* What to work on
• A. Decide whether each statement agrees with the house viewing guide. Answer yes or no for each and quote the guide's deciding words. (i) The guide lists asking whether the owner has found their next home as one of the best questions. (ii) The guide treats a first viewing and a second viewing as much the same. (iii) Once inside, the guide advises paying close attention to the owner's furniture and interior design.
• B. Extend the house viewing guide past its final sentence, keeping its voice and subject.

House viewing checklist

Planning to view a property or host your own open house? Read our guide.

Will @ Nested
Property market insight

Viewing a home is where the magic happens.

Let’s face it — there’s a time and a place for solicitors, surveyors and scaling the mountain of paperwork, but the moment you first set eyes on a property is what it’s all about.

In this guide, we’ll look at everything you need to know about viewings, from putting your own home on the market to viewing properties as a buyer.

Questions to ask when viewing a house

It’s very easy to get giddy when viewing a property, and while excitement is completely understandable, there are some cold, hard facts you’ll want to uncover before you start measuring the curtains.

Here are three of the best questions to ask when viewing a house to buy:

  • How long has the property been on the market?
  • Has the owner found their next home?
  • Have there been any offers?

These questions will help you build a picture of the owner’s situation so that you’re in a more informed position to make an offer. If the owner is at the end of a chain and keen to move quickly, you may have more leverage.

Here are some other questions to consider:

  • Why is the owner selling-up?
  • Have any sales fallen through. If so, why?
  • How long have they lived in the property?
  • Are there any major works due?
  • When were repairs last carried out? Note: you may need the documentation.
  • Have there been any complaints about the neighbours?

Naturally, you may not hear the whole truth, but these questions require factual answers which you’re entitled to know.

Some questions depend on what type of property you’re viewing. For example, if you’re viewing a leasehold flat, you’ll definitely want to know the length of the lease, the cost of the service charge and ground rent, and any information about communal areas and shared services. If you’re viewing a house, you should find out where the boundary lies and what’s included.

What to do when viewing a house to buy

A first viewing is very different to a second viewing.

When you first view a property, you can explore with an open mind and ask yourself: can I see myself living here? When you visit a second time, you’ll want to dig a little deeper.

Questions are one thing, but it’s equally important that you do your own checks when you’re on a viewing. While your survey will ultimately shed light on any defects, from street level you should still get a reasonable idea of the property’s general condition and age.

Roof repairs can be expensive, so keep an eye out for any missing tiles, the alignment of the chimney, and any obvious problems with the guttering. Cracks in the brickwork may suggest a deeper problem.

Once inside, it’s easy to get distracted by the owner’s furniture and interior design choices, but focus on the fundamentals like the floorplan, which isn’t going anywhere, and other immovables like storage and loft space.

* Material
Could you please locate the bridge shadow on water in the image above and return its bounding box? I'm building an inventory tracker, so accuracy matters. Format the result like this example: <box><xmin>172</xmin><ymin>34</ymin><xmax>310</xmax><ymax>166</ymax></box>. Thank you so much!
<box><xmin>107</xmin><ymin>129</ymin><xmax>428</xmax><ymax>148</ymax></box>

* Task responses
• A.
(i) Yes: "Has the owner found their next home?"
(ii) No: "A first viewing is very different to a second viewing."
(iii) No: "it’s easy to get distracted by the owner’s furniture and interior design choices, but focus on the fundamentals like the floorplan"

• B.
Look for cracks on the doorframes, which may indicate a bigger problem, and see if the windows and doors open and close easily. Test the light switches, and if you’re feeling bold, the showerhead, to give you an indication of water pressure. And of course, make sure you’ve had a good look around the neighbourhood, both during the day and at nighttime.

But it’s not all about scratching plaster with your nails and staring suspiciously at the spotlights. You can look for exciting opportunities to add value, from extending the kitchen to knocking down walls and doing a loft conversion.

Our viewing tips for selling a house

What if you’re preparing your home for viewings? Hopefully you’ll have a queue of house hunters knocking at your door, but in any case, here’s how you can boost your chances of an offer:

  • Tidy your living space — Your home will look spacious and inviting once you clean up your clutter and those rogue plates of toast.
  • Make arrangements for pets — Not everyone likes opening the door to a barking dog, so consider leaving your pets with a neighbour or friend, though cats get special permission to stay.
  • Get the temperature right — A viewing isn’t just about what you see, but how you feel. If the weather’s cold, make sure the heating’s up! And likewise, in hot weather, get the fan whirring.
  • Freshen up the place — Air fresheners, open windows and candles are your friend.
  • Remember, first impressions count — For extra kerb appeal, clear the front of your property of any rubbish bags, recycling bins and litter.

Should I host an open day?

Let’s be honest — having to constantly go for coffee round the corner while people view your home can get tiresome. One solution is to arrange an open house, where you allocate a time slot on a particular day for potential buyers to come and go.

On the plus side, you can create a buzz about your property and hopefully, a bit of competition among the buyers who elbow their way through the door. It also means you can structure your viewings in one manageable block, avoiding the need to constantly clean and tidy the home each time.

On the downside, not every buyer will be available on your chosen day, and some people say that buyers in a pressurised environment make rushed offers, which they may later retract.

What’s the average number of viewings before selling a house?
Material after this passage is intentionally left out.